[SOURCE INFORMATION — start]

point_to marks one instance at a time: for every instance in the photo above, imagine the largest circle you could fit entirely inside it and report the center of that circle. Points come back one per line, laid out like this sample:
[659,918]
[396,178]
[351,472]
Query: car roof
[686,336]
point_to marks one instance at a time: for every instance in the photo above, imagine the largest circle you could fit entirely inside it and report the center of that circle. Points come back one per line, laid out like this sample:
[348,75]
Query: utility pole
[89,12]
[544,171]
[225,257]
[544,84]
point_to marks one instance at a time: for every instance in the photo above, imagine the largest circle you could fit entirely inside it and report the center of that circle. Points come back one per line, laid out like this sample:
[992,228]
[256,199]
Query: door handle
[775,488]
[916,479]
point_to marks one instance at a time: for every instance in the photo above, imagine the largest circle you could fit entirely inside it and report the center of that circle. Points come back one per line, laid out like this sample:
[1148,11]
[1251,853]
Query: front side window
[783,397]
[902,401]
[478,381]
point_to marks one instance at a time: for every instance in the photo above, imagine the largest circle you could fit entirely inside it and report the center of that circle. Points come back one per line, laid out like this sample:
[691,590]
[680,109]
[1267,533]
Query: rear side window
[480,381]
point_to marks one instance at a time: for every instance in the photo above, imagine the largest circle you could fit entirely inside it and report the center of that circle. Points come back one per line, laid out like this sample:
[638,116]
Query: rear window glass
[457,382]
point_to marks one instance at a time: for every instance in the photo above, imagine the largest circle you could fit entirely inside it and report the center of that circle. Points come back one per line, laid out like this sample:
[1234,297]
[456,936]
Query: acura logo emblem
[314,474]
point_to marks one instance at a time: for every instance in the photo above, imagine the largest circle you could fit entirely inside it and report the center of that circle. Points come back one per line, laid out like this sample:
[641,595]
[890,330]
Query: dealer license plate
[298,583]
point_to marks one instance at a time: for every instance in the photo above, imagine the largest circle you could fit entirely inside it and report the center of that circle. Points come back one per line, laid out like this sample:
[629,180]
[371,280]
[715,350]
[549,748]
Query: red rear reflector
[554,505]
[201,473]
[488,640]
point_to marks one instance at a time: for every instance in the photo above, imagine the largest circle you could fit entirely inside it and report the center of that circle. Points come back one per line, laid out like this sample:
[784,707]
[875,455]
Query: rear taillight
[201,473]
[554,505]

[SOURCE INFORMATION — finish]

__TASK GOAL__
What this exercise asks for is an exact copy of all the records.

__SOLUTION__
point_to marks one instance at a time: for every instance in the photo above, imagine the largest circle you could fit entirely inside it and report the center of that circle. Points come back one per line, laid out like this sample:
[659,918]
[396,178]
[351,472]
Query: car roof
[686,336]
point_to marks one instance at a time: for every instance in the photo above, imagine the largest circle you could fit entirely inside it and report the center of that circle. Points come back one per line, laid out like this sample:
[348,75]
Query: utility pole
[89,12]
[544,171]
[225,257]
[544,84]
point_to marks one instance at a time: for every instance in the photo above, imagine the largest circle you could fit entirely inside it and report the center of that circle. Points come back one per line, laid out like this sample:
[992,228]
[256,199]
Query: door handle
[775,488]
[916,479]
point_to marks one instance at a time: for every instance in the photo above, imagine the largest circle you could fit entirely inside it and report the center of that circle. Points come back one per line, laid out like this sample:
[1148,11]
[1251,853]
Query: front side window
[783,397]
[902,401]
[478,381]
point_to marks one instance at a time: for every instance in the photo above, imagine the largest circle you could fit entirely inside it and report the center of that circle. Points come back one per line, laid out like this sample:
[691,590]
[680,109]
[1267,533]
Query: rear side window
[480,381]
point_to marks one instance at a time: for every instance in the photo above, imagine the largest circle you could fit entirely inside it and report the center of that circle. Points come back one per line, laid out like this sample:
[638,116]
Query: rear window glass
[457,382]
point_to marks one instance at a time: for every instance in the photo above, imagine the largest circle you could fit entirely inside it and report the center of that circle. Points come back one per line, laid out like this sample:
[1234,297]
[456,936]
Query: acura logo emblem
[314,474]
point_to marks one instance at a time: for every instance in the photo above, imagine the largest circle you could fit entirely inside it and report the center of that circle. Points come back one per line, laid out like this sample:
[641,595]
[890,330]
Query: dealer license plate
[298,583]
point_to marks one instance at a time: for every instance in the photo above, imagine the largest circle you could fit entirely inside it and report the center of that circle. Points come back one per line, laid out like this sample:
[629,180]
[371,280]
[715,350]
[549,748]
Query: red rear reflector
[554,505]
[201,473]
[488,640]
point_to marks one instance at a time: for every instance in the photo above, imagine the largest circle you could fit entirely inside it and report the center of that circle. Points come back one per line, laid out like this sample:
[784,707]
[875,455]
Query: rear taillight
[201,473]
[554,505]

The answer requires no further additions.